[Dataset entries]
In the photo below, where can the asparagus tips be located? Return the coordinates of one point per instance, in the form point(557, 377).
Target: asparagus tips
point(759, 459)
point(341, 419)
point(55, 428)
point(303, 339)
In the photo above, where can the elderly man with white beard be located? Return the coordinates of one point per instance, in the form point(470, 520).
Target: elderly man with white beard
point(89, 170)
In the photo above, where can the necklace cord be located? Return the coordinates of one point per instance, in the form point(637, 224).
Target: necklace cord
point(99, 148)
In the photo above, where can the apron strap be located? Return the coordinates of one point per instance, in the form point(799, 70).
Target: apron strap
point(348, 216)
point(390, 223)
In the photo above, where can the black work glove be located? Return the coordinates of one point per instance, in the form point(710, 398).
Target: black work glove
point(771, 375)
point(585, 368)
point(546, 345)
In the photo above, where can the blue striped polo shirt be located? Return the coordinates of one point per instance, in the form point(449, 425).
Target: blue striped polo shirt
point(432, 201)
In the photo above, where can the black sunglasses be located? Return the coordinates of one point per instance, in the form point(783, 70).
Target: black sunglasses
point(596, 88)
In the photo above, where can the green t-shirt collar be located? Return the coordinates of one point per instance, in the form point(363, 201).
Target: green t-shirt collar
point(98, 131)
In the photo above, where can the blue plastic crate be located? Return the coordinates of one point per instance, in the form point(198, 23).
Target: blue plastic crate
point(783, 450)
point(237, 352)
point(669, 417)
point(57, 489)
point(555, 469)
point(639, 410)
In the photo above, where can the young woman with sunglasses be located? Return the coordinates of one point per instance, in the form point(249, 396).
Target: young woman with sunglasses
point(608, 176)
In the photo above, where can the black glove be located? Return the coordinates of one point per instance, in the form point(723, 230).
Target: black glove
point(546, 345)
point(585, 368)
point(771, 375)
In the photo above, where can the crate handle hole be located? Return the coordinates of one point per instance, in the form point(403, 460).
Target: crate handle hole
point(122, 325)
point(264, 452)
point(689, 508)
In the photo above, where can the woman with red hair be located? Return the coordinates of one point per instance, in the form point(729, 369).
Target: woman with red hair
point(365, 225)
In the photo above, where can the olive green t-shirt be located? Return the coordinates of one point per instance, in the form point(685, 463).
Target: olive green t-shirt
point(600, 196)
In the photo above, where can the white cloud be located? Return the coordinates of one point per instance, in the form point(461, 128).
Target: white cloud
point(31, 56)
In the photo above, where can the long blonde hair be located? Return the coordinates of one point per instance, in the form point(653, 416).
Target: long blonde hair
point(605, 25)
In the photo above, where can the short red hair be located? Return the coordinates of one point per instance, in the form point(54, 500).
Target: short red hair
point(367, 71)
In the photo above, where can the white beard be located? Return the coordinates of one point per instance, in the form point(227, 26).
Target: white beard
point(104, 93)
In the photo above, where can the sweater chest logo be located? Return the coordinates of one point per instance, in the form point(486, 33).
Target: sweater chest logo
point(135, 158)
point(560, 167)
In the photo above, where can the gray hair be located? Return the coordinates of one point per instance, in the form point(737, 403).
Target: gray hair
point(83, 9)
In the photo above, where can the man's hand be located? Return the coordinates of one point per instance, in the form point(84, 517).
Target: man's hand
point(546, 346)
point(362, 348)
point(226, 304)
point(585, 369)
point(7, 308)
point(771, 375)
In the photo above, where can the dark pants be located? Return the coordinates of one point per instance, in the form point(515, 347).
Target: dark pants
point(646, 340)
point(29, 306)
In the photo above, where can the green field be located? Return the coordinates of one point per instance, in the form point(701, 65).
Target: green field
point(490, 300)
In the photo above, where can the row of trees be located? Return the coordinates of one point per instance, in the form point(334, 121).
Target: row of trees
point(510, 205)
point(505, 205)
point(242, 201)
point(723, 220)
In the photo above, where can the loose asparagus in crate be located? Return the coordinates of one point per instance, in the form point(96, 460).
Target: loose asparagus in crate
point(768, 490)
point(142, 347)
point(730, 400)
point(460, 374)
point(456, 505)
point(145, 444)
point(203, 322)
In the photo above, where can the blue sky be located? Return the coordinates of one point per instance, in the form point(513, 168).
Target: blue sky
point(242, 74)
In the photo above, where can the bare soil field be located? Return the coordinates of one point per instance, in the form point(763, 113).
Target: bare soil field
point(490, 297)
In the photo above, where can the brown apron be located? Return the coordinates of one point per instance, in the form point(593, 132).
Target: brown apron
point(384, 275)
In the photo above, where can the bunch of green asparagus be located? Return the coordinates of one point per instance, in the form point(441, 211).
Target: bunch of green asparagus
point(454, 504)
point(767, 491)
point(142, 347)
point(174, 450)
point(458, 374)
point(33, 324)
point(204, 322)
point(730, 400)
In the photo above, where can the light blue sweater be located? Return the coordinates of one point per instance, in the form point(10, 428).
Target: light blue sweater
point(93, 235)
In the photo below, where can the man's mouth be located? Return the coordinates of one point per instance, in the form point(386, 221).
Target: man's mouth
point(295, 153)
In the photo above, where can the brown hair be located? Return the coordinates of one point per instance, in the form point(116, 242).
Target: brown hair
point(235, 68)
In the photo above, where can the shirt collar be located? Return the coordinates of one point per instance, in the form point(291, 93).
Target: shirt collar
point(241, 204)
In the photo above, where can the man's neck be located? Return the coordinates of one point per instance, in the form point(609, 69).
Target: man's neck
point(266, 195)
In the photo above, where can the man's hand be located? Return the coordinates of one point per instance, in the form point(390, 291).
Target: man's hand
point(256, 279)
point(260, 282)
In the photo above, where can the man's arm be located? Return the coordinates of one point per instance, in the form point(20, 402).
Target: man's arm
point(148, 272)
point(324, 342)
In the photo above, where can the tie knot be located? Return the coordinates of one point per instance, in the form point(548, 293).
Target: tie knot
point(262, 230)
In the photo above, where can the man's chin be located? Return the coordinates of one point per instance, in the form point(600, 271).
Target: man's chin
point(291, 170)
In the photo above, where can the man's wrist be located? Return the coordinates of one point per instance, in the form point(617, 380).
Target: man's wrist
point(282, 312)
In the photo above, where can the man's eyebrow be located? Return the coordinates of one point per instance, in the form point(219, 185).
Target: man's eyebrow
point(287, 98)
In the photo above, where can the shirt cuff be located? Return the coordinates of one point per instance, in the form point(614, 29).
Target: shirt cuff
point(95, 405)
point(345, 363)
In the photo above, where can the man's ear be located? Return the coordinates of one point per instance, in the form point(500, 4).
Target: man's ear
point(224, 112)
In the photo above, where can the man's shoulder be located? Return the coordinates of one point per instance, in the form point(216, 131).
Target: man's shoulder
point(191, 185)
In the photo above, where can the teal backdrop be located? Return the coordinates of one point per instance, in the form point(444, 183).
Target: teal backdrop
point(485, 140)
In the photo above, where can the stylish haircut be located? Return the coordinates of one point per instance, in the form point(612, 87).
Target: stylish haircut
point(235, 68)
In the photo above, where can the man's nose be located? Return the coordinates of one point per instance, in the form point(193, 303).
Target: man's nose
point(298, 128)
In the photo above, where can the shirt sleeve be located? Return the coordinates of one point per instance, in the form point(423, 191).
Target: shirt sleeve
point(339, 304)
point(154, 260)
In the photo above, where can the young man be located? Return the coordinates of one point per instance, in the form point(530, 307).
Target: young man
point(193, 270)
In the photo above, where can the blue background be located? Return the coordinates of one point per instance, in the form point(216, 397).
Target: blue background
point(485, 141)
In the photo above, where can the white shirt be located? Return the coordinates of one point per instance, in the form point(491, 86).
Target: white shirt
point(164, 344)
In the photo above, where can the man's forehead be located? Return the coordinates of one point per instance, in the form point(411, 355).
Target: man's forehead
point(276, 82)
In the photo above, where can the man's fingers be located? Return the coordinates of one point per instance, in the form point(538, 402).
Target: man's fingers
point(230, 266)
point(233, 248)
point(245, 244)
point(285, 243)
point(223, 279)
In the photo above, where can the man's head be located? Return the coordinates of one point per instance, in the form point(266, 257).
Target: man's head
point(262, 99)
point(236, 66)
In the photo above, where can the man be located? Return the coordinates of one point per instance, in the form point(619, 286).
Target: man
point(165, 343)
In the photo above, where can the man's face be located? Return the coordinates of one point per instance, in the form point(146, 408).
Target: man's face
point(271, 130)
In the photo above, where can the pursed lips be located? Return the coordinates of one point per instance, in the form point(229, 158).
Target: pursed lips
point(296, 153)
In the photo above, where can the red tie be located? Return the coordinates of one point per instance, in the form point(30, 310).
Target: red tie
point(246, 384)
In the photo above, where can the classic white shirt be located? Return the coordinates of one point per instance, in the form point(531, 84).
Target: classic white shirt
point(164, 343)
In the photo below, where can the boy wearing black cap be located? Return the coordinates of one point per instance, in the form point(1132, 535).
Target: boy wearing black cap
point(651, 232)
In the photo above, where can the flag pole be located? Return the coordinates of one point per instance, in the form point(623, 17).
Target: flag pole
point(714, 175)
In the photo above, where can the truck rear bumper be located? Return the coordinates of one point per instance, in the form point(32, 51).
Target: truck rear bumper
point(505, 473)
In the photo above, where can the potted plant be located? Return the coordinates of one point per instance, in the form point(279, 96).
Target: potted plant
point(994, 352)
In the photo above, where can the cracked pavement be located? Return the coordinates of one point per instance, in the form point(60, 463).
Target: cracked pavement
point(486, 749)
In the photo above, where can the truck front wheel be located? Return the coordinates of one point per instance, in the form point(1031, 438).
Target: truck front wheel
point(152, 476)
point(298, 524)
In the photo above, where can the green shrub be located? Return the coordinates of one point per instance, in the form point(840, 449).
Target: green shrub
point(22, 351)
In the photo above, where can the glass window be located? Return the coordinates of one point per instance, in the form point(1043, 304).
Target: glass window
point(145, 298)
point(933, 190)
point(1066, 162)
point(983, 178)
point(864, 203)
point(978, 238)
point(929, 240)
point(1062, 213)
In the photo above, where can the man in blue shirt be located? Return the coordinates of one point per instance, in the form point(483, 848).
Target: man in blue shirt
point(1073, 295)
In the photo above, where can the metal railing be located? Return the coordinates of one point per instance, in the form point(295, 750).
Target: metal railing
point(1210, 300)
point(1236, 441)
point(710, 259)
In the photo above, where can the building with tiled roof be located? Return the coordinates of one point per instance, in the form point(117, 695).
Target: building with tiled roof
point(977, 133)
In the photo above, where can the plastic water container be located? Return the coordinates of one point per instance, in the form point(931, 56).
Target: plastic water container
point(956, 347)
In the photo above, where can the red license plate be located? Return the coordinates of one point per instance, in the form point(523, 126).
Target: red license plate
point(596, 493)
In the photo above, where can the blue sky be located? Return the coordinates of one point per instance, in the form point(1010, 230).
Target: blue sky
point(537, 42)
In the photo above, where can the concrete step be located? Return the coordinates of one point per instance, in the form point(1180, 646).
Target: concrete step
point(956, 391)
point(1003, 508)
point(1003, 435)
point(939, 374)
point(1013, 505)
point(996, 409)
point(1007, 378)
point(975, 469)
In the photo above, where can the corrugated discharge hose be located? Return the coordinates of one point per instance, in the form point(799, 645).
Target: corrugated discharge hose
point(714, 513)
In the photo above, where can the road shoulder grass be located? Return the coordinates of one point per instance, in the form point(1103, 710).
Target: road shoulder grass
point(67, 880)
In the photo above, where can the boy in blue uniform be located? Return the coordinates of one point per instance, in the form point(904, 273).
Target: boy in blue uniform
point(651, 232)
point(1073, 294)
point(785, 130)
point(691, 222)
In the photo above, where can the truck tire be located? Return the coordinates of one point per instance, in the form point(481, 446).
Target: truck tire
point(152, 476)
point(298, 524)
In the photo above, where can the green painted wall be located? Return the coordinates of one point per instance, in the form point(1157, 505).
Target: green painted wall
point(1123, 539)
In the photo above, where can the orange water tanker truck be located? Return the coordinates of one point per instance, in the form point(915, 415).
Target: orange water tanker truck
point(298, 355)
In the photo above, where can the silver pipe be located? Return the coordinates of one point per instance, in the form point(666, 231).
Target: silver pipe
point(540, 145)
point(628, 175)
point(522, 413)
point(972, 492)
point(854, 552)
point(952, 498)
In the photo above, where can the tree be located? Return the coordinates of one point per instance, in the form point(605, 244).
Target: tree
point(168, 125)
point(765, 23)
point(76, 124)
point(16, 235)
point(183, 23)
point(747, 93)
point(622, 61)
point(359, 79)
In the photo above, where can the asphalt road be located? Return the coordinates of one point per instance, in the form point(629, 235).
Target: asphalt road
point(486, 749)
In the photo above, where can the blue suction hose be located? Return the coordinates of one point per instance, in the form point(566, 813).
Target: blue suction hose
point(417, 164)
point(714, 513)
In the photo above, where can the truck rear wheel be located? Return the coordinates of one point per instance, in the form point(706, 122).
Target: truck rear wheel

* _TASK TO COMPLETE_
Reproduce everything from the start of the records down to the line containing "point(390, 223)", substituting "leather cord" for "necklace cord" and leaving all else unchanged.

* _FULL ANSWER_
In the photo below, where can the asparagus tips be located? Return the coordinates of one point per instance, in the form point(557, 377).
Target: asparagus tips
point(759, 459)
point(341, 419)
point(55, 428)
point(303, 339)
In the photo above, where can the elderly man with white beard be located? Return the coordinates of one point per instance, in the form point(470, 520).
Target: elderly man with white beard
point(89, 170)
In the photo above, where can the leather cord be located? Return the coordinates of one point per instance, in the form point(637, 224).
Target: leather cord
point(99, 148)
In the photo above, where can the apron strap be located? Return the coordinates of one point per instance, in the form point(799, 70).
Target: apron strap
point(348, 216)
point(390, 223)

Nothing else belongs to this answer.